▶ **TASK DESCRIPTION**:
Put the lines of the entries below into a JSON list of strings, one string per line with blank lines left out, starting at the line that contains "green field in the photo above, shaped" and going through the end of the entries. Leave the pictures out of the list.

+ + +

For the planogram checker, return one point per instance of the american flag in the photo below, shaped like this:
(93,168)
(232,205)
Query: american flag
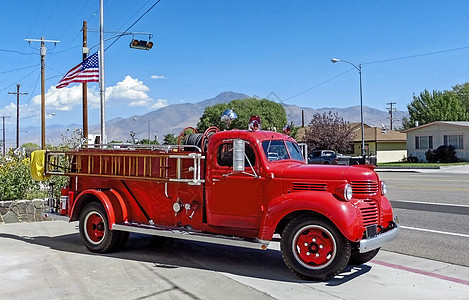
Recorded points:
(86,71)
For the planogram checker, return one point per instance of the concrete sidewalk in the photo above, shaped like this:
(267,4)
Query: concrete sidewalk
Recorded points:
(459,169)
(47,260)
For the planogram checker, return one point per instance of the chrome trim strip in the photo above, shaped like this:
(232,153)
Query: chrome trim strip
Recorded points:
(192,236)
(379,240)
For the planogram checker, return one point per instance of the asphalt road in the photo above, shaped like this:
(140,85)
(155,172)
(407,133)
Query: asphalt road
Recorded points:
(47,260)
(433,210)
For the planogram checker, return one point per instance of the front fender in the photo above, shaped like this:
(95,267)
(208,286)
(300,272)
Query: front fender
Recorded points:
(112,201)
(345,216)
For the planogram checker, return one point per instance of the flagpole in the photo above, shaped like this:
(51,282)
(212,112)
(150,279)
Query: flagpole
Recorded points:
(101,73)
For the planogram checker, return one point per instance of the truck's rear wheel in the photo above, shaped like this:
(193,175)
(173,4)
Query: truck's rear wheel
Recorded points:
(360,258)
(314,249)
(95,232)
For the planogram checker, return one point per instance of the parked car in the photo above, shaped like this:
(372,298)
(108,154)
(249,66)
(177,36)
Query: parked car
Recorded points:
(328,157)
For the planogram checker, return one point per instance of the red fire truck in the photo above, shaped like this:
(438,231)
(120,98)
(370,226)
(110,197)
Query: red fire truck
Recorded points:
(234,187)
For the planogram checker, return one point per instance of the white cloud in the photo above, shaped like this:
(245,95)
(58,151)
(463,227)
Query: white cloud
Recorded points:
(129,88)
(129,92)
(65,99)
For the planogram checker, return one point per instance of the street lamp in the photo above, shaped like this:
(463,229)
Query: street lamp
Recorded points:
(148,123)
(359,68)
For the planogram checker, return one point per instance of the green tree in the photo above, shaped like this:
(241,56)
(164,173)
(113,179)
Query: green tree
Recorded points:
(329,131)
(170,139)
(272,114)
(15,177)
(437,106)
(462,91)
(30,147)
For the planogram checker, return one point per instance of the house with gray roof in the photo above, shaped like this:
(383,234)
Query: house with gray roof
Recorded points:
(422,138)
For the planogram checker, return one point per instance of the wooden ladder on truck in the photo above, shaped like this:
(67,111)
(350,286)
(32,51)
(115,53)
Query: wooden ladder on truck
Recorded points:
(156,163)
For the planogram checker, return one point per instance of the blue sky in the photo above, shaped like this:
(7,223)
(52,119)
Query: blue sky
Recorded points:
(258,48)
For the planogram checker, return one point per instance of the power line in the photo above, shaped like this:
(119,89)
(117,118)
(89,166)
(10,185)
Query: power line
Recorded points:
(122,34)
(18,80)
(28,67)
(18,52)
(416,55)
(318,85)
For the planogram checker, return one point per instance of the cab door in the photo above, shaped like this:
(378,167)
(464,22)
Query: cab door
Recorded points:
(234,199)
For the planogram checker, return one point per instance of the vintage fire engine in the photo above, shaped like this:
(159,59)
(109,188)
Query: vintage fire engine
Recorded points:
(234,187)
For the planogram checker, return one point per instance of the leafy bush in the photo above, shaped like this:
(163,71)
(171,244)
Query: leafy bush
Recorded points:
(444,154)
(15,177)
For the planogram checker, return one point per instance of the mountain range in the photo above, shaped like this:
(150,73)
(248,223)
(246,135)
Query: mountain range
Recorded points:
(176,117)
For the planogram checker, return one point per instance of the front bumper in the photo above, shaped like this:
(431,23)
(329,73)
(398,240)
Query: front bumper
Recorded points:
(369,244)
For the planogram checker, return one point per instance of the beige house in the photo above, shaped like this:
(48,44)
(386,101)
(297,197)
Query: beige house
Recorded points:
(386,145)
(432,135)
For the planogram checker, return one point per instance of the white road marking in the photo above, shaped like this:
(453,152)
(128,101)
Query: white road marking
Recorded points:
(437,231)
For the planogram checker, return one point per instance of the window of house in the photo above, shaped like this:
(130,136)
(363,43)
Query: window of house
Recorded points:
(454,140)
(424,142)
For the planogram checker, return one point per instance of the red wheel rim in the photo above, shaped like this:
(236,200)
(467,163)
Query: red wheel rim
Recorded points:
(94,227)
(314,247)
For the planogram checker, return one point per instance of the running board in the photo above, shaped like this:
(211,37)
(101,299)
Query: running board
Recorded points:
(192,235)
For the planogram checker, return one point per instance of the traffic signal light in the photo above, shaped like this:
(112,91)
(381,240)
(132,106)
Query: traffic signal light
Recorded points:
(140,44)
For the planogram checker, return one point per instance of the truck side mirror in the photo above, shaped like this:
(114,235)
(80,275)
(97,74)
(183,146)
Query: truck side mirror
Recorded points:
(238,155)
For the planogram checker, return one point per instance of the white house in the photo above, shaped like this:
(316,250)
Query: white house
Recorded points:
(432,135)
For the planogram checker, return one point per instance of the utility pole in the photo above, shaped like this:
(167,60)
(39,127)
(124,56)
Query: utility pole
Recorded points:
(18,113)
(391,109)
(101,73)
(43,51)
(85,84)
(3,117)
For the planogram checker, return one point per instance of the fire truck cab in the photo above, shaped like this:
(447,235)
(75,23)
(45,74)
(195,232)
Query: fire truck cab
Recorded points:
(234,187)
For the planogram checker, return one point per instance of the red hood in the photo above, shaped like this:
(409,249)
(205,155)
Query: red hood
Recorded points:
(325,172)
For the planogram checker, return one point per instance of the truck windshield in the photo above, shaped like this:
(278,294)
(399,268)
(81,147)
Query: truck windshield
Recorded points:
(277,150)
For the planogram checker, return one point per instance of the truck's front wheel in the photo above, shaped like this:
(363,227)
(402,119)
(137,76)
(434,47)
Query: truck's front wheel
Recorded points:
(314,249)
(95,232)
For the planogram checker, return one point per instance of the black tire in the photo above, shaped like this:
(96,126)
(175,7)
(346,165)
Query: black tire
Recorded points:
(314,249)
(95,232)
(360,258)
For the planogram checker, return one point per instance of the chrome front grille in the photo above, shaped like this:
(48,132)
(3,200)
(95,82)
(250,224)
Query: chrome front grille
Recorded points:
(369,211)
(364,187)
(298,186)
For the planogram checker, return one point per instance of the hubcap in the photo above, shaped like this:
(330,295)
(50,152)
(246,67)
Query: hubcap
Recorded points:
(314,247)
(94,227)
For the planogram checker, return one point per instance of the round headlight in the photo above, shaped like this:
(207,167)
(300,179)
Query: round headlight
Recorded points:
(348,193)
(383,188)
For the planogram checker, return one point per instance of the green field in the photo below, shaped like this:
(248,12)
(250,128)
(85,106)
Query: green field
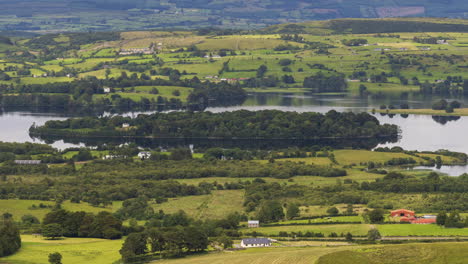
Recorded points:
(355,229)
(18,208)
(420,230)
(438,253)
(441,253)
(35,250)
(213,206)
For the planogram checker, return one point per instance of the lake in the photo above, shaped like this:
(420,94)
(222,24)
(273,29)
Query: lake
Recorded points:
(418,132)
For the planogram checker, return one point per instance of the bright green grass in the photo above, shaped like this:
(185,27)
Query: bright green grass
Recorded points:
(212,206)
(355,229)
(420,230)
(325,220)
(281,255)
(35,250)
(437,253)
(22,207)
(95,153)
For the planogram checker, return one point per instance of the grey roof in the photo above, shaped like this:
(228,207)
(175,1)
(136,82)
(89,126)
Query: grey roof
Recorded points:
(256,241)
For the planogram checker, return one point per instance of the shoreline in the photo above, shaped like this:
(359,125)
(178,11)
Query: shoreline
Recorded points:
(456,112)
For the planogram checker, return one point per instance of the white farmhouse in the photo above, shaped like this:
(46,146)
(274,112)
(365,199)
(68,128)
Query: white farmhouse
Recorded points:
(255,242)
(144,155)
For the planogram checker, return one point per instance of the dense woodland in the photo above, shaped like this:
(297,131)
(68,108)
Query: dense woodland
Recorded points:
(228,125)
(10,240)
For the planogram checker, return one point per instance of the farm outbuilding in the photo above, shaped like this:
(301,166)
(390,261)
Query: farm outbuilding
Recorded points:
(402,213)
(255,242)
(253,223)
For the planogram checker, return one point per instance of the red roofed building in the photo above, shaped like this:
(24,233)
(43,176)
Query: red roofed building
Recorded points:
(407,219)
(402,213)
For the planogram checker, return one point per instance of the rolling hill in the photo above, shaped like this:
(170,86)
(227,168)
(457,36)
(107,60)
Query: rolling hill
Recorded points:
(105,15)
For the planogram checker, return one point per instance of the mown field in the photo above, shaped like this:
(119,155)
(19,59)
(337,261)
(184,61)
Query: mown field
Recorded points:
(437,253)
(18,208)
(354,229)
(35,250)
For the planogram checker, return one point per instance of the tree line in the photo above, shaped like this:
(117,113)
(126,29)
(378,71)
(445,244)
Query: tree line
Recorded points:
(268,124)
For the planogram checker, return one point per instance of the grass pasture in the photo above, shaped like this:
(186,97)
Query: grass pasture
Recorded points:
(18,208)
(437,253)
(420,230)
(212,206)
(35,250)
(286,255)
(355,229)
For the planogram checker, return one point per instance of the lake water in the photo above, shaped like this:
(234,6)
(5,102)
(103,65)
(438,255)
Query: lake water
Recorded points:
(449,170)
(417,132)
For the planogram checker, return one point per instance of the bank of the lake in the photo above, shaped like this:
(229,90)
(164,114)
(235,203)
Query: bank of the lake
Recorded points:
(456,112)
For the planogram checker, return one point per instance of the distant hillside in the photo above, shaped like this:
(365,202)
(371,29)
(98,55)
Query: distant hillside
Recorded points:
(106,15)
(367,26)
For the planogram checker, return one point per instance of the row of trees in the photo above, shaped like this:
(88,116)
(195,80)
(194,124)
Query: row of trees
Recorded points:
(10,240)
(267,124)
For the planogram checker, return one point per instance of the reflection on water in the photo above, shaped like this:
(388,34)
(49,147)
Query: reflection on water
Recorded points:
(445,119)
(417,132)
(449,170)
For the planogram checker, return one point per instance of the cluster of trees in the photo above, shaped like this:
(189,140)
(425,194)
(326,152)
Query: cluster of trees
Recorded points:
(354,42)
(10,240)
(400,183)
(180,237)
(428,40)
(168,242)
(268,124)
(450,86)
(58,223)
(452,219)
(444,105)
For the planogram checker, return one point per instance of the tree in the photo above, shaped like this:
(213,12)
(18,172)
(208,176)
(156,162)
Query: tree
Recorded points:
(10,240)
(29,219)
(333,211)
(134,245)
(261,71)
(225,241)
(55,258)
(155,239)
(373,234)
(292,210)
(376,216)
(52,231)
(195,239)
(270,211)
(441,218)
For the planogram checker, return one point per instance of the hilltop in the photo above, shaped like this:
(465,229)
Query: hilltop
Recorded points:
(108,15)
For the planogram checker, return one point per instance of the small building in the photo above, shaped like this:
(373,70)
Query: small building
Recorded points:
(144,155)
(402,213)
(27,162)
(253,223)
(255,242)
(111,157)
(424,221)
(409,219)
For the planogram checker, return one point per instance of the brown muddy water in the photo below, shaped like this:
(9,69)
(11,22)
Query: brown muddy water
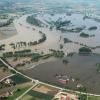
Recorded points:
(82,68)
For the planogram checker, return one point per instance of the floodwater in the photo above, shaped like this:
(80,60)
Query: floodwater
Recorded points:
(79,67)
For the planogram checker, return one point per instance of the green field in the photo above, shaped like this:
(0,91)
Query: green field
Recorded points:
(40,96)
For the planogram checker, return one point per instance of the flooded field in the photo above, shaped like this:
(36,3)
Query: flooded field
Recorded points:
(81,69)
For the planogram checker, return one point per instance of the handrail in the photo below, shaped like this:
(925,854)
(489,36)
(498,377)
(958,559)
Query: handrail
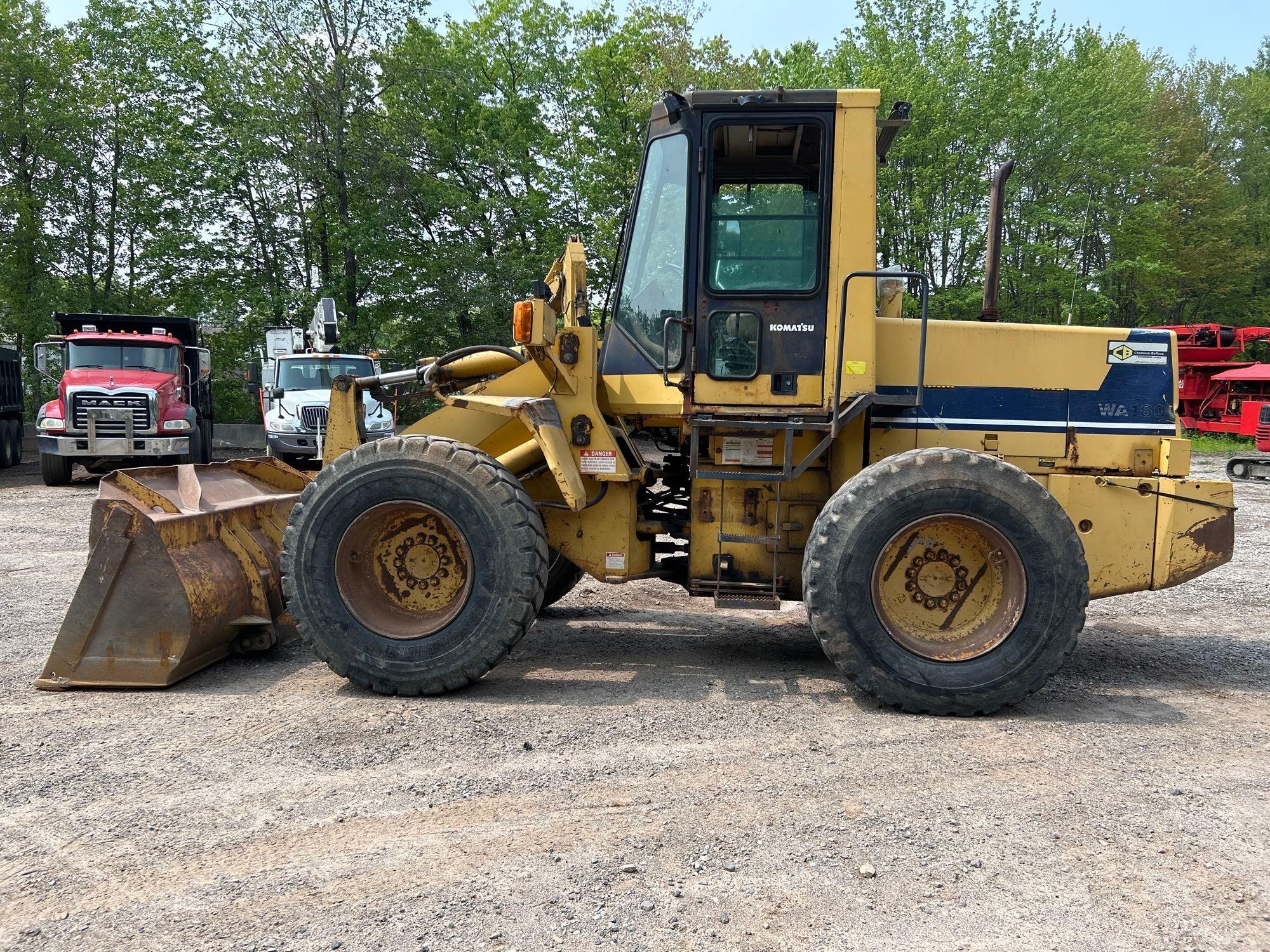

+ + +

▶ **RESPONSE FOR THIS EXERCISE**:
[
  "For the planogram checker, return one point per instance of the green field in the photo above, shaped like this:",
  "(0,91)",
  "Query: green field",
  "Recorded points:",
  "(40,96)",
  "For the planogram checker, return one point per instance of the flooded field in the photo above, shaped like this:",
  "(36,3)",
  "Query: flooded field",
  "Recorded points:",
  "(81,69)",
  "For the planogram checker, return one point per instance of the handrail in the photo below, shaped like this:",
  "(925,854)",
  "(489,36)",
  "(498,377)",
  "(958,559)",
  "Query: handrail"
]